* [Document source]
------------------------------------------------

Observer l’espace lointain avec le télescope spatial Hubble de la NASA, c’est un peu comme regarder dans un miroir déformant. Le tissu ondulé de l’espace, tordu par la gravité des objets célestes tels que les amas de galaxies lointaines, peut avoir le même effet qu’un miroir déformé, en étirant, en agrandissant, voire en éclaircissant les scènes situées à des distances plus éloignées – un phénomène connu des astronomes sous le nom de « lentille gravitationnelle. »

Cette lentille gravitationnelle permet aux chercheurs de l’espace d’étudier ce qui se cache derrière les objets intermédiaires qui causent la distorsion de la lentille elle‑même, tandis que cet étirement, cet agrandissement ou cet éclaircissement agit, en fait, comme une sorte de télescope naturel, en mettant en valeur les objets distants avec plus de détails qu’il ne serait possible autrement.

Une image miroir dans l’espace lointain ?

Mais un étrange phénomène lié à la lentille gravitationnelle a été découvert par Timothy Hamilton, chercheur au télescope spatial Hubble, en 2013 ; à l’époque, il ne savait pas quoi en faire. Alors qu’il effectuait des recherches sur les quasars (les noyaux flamboyants des galaxies actives), M. Hamilton est tombé sur ce qui ressemblait à une image miroir presque symétrique, avec des paires de bulbes galactique (des noyaux centraux de galaxies remplis d’étoiles) et trois traînées distinctes de chaque côté, se faisant face. Cette étrange observation symétrique a été baptisée « objet d’Hamilton », du nom de son découvreur.

------------------------------------------------

* [Données fournies]

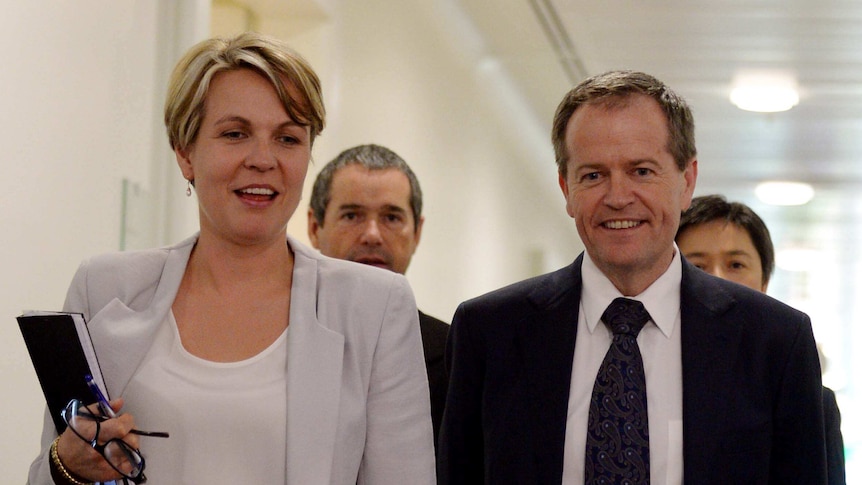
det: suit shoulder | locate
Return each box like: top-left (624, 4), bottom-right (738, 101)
top-left (419, 311), bottom-right (449, 340)
top-left (460, 265), bottom-right (580, 314)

------------------------------------------------

* [Consignes]
[1] Dans le document source sur la lentille gravitationnelle, relevez tous les effets que la déformation de l'espace peut produire sur les scènes plus éloignées.
[2] Poursuivez le texte sur la lentille gravitationnelle et l'objet d'Hamilton à partir de sa dernière phrase.

* [Réponses]
[1] Étirer, agrandir, éclaircir.

[2]
Bien sûr, les chercheurs de la NASA ont déjà rencontré des phénomènes étranges dans l’espace, tels que des collisions de galaxies et des explosions d’étoiles. Il nous a pourtant fallu des années pour élucider le mystère de la cause de ce phénomène galactique. « Nous étions vraiment perplexes », a déclaré M. Hamilton à la NASA. « Ma première idée était qu’il s’agissait peut‑être de galaxies en interaction dont le bras était étiré par la force des choses. Cela ne collait pas vraiment, mais je ne savais pas quoi penser d’autre. »

« Hamilton’s Object » (Avec l’aimable autorisation de la NASA, ESA, Richard E. Griffiths (UH Hilo) ; Co-auteure : Jenny Wagner (ZAH) ; Traitement d’image : Joseph DePasquale (STScI)

Après avoir échafaudé des théories sans issue et sollicité l’aide de collègues, M. Hamilton et une équipe de plus en plus nombreuse, avec Richard Griffiths de l’université d’Hawaï à sa tête, ont finalement résolu l’énigme. Richard Griffiths avait vu un objet similaire dans une étude des amas profonds de Hubble et, en 2015, il a confirmé que l’effet de lentille gravitationnelle en était la cause. Ils ont déterminé que l’image symétrique était due à l’alignement parfait d’un amas de galaxies intermédiaire avec des objets de fond plus éloignés. Le rare effet de miroir est dû à des galaxies d’arrière‑plan qui chevauchent une ondulation dans le tissu de l’espace ‑ une quantité dense de matière noire (le tissu invisible de l’espace que les scientifiques ne comprennent pas encore complètement) causant une distorsion invisible.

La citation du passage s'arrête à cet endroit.